__TASK DESCRIPTION__.
Can you copy the rows below verbatim, starting with the line that contains "Guideline: one keypoint per instance of the suspension" and going on through the line that contains "388), (44, 397)]", with both of those lines included?

__DATA FOR THIS EXERCISE__.
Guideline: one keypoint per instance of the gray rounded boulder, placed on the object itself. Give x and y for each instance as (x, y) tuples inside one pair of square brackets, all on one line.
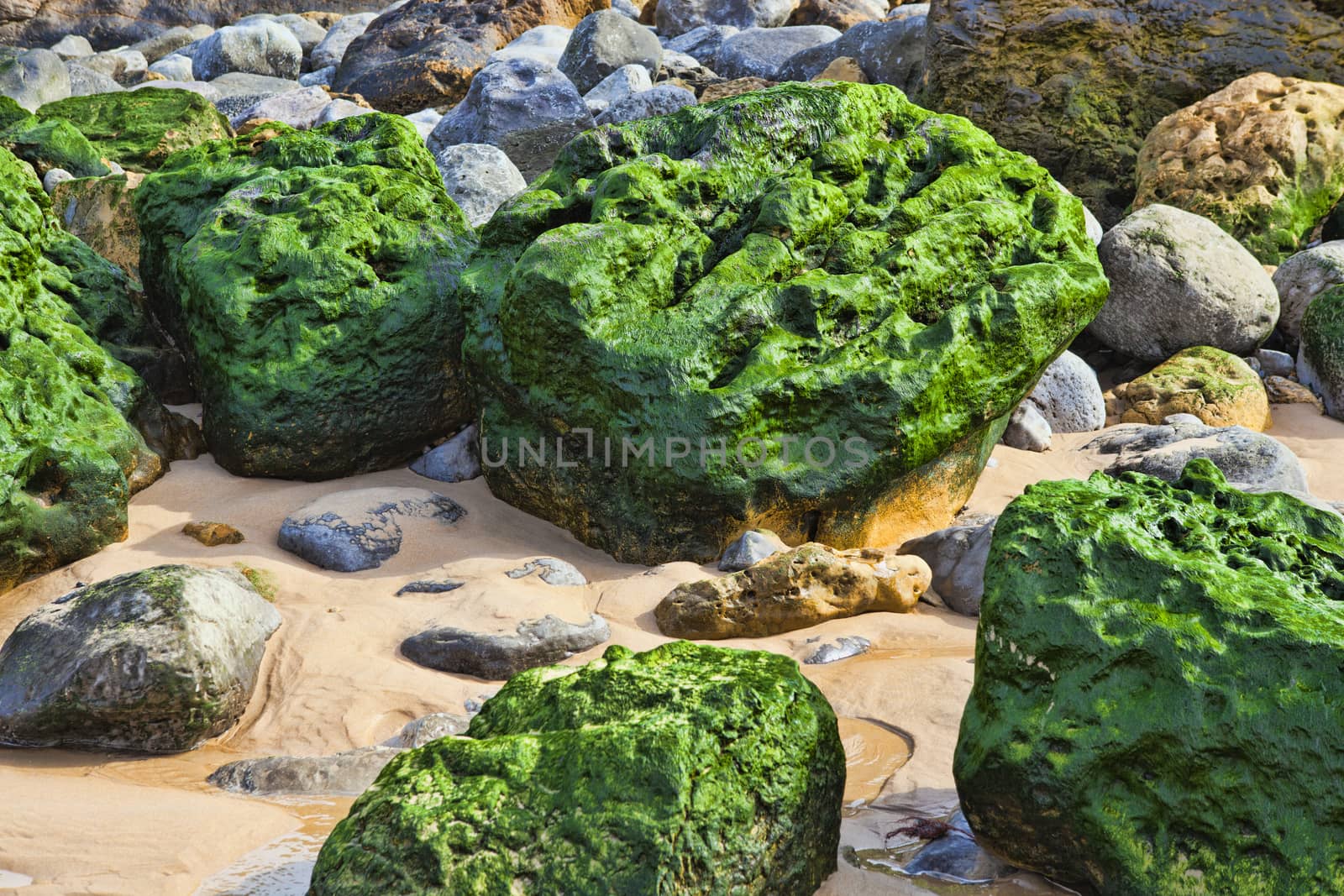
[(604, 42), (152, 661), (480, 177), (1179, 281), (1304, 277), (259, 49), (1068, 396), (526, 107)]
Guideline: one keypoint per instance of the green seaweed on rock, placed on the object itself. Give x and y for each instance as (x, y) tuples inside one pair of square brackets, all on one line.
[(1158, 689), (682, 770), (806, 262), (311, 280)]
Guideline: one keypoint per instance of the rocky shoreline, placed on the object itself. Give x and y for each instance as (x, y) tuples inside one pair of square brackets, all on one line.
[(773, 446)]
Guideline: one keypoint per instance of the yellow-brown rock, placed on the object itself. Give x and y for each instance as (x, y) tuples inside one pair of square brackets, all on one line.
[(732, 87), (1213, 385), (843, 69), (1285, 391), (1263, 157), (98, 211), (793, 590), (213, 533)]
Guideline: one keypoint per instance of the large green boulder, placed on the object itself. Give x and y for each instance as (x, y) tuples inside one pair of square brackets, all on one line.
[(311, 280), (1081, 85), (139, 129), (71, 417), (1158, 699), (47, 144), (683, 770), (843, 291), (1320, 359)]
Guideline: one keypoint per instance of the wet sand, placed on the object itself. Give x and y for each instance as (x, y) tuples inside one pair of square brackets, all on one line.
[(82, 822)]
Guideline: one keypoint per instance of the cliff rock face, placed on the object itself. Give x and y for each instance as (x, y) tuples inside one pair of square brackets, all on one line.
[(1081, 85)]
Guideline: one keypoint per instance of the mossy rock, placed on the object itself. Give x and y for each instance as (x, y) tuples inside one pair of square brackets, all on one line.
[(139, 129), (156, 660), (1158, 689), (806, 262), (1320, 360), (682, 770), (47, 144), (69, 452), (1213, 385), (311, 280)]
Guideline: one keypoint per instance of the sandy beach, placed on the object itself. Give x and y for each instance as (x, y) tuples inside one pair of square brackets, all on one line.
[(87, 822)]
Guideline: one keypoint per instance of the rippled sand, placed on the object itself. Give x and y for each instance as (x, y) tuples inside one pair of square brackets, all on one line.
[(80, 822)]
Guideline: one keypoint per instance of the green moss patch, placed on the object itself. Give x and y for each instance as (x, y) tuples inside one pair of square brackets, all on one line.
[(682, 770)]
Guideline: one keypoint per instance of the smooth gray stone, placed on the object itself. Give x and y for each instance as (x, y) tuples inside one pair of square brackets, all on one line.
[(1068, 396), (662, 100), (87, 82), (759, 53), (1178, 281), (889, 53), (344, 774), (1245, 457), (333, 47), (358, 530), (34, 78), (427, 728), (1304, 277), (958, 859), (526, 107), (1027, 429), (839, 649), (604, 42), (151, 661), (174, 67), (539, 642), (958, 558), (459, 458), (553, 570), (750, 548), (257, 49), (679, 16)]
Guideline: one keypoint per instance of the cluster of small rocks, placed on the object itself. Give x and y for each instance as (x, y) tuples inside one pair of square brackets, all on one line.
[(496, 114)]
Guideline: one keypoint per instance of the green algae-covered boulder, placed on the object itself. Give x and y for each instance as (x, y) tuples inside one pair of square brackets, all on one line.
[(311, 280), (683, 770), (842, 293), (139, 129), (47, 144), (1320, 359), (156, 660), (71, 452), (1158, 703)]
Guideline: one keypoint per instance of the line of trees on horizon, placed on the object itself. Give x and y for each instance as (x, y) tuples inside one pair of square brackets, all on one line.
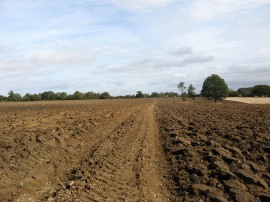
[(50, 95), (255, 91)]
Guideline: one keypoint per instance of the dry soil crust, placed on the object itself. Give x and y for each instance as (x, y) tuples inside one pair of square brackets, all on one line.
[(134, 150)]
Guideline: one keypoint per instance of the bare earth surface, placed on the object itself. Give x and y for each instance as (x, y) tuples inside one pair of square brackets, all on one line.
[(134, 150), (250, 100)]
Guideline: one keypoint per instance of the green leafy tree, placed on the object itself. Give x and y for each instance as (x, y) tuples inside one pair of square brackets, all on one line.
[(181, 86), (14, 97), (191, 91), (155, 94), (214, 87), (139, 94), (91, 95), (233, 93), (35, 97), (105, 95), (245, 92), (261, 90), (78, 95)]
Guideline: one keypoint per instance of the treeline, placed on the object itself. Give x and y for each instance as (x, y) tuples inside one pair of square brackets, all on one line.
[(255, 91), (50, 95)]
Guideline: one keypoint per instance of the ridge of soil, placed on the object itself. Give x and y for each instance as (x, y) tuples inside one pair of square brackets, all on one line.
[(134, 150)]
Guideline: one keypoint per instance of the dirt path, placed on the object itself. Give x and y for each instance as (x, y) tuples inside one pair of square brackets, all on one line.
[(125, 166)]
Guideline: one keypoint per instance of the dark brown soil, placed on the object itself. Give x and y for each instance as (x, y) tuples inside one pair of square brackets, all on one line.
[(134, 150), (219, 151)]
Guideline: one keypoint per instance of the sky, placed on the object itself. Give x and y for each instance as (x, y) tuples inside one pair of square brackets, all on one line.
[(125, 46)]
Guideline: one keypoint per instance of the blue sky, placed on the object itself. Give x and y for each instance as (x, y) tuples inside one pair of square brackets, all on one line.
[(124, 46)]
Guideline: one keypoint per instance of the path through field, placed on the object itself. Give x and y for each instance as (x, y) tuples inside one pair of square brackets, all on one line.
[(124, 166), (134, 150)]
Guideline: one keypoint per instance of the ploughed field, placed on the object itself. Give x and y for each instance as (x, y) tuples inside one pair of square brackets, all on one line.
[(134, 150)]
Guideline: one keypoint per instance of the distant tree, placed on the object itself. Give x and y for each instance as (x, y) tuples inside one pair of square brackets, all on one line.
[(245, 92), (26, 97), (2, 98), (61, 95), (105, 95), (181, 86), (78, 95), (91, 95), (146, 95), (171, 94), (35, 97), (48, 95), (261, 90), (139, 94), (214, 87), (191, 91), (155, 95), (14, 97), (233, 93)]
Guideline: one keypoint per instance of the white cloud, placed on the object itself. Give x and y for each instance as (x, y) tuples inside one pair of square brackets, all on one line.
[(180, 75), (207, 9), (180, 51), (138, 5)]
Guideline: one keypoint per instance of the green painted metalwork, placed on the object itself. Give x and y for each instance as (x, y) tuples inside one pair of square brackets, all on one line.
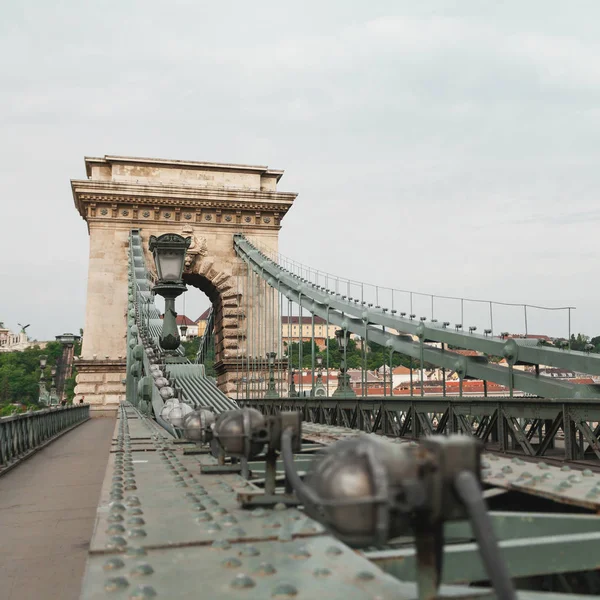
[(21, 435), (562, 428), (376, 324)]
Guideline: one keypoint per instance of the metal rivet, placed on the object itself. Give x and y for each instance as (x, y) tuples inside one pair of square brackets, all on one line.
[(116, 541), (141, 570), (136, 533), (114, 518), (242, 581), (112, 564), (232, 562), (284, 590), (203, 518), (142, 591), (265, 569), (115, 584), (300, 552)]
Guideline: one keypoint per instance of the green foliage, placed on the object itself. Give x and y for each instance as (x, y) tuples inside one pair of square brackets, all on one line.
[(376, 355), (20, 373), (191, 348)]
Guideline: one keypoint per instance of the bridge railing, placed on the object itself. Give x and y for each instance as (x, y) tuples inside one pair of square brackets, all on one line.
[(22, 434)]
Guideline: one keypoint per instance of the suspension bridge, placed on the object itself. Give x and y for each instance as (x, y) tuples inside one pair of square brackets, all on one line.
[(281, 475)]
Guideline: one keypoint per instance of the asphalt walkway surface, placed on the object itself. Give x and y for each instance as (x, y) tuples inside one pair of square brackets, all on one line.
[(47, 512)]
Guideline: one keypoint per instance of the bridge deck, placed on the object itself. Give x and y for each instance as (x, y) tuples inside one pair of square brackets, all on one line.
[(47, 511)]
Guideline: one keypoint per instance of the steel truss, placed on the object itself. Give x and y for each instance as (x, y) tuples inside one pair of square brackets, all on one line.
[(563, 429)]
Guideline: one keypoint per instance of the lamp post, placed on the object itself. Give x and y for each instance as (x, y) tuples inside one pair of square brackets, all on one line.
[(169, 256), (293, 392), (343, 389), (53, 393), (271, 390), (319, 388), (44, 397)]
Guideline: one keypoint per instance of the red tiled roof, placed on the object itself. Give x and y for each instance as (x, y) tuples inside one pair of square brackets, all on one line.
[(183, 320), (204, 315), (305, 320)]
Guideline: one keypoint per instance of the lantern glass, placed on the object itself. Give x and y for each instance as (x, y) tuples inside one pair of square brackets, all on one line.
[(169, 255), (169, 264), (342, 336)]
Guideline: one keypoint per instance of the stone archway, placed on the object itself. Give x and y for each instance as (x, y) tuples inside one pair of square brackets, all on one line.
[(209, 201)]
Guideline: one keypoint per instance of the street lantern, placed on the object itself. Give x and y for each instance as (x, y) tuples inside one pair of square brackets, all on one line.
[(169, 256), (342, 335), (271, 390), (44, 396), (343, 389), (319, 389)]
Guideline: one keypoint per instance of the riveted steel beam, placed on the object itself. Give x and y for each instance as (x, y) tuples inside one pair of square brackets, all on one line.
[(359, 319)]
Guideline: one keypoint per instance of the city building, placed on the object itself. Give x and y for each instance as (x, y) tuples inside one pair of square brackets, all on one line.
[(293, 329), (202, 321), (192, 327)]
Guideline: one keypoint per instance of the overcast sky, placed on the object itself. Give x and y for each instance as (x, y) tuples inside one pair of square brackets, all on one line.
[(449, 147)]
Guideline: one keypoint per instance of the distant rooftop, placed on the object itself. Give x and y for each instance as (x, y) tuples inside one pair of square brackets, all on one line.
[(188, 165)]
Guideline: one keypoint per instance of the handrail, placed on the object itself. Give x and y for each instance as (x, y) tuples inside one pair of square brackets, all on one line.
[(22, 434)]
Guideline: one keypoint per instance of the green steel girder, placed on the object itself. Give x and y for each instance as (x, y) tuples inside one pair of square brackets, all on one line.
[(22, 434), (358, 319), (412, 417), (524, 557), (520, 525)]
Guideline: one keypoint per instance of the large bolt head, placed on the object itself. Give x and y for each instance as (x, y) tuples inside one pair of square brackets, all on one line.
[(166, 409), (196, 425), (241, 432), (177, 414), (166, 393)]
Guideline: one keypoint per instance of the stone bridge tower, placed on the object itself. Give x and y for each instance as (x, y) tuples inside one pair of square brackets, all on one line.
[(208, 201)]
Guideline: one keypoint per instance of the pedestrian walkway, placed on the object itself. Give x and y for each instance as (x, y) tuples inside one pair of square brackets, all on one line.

__ANSWER TO THE EXERCISE__.
Guideline: one keypoint per instance of the suspension bridge, placed on the object itself. Give x and y for each instance as (x, y) tuples inside one pair of square brackets, all on one line.
[(281, 475)]
Guideline: one keypoint per instance of the asphalt walkway surface, placed on the object itself. Give x and y for each instance as (x, y) tuples inside one pair of square brackets, all on one line.
[(47, 512)]
Guideline: one keypoint per instance of the bridge deck, placed on the object itself. Give x and y for each instance as (x, y) tuples inside one pair of square brackets, all on one line.
[(47, 511)]
Guideline: one keypoint per instance of the steel truss, placed on the object itself. Give x and y for each instance as (x, y) tuples inside one pair of square brackets, all on one line.
[(563, 429)]
Guideline: one keypoint per instance of the lamp post, placed on the object itself. Give x and y for each instance as (x, y) tuples inside one pair of square brackets, all on one line.
[(169, 256), (293, 392), (343, 389), (53, 393), (271, 390), (319, 388), (44, 397)]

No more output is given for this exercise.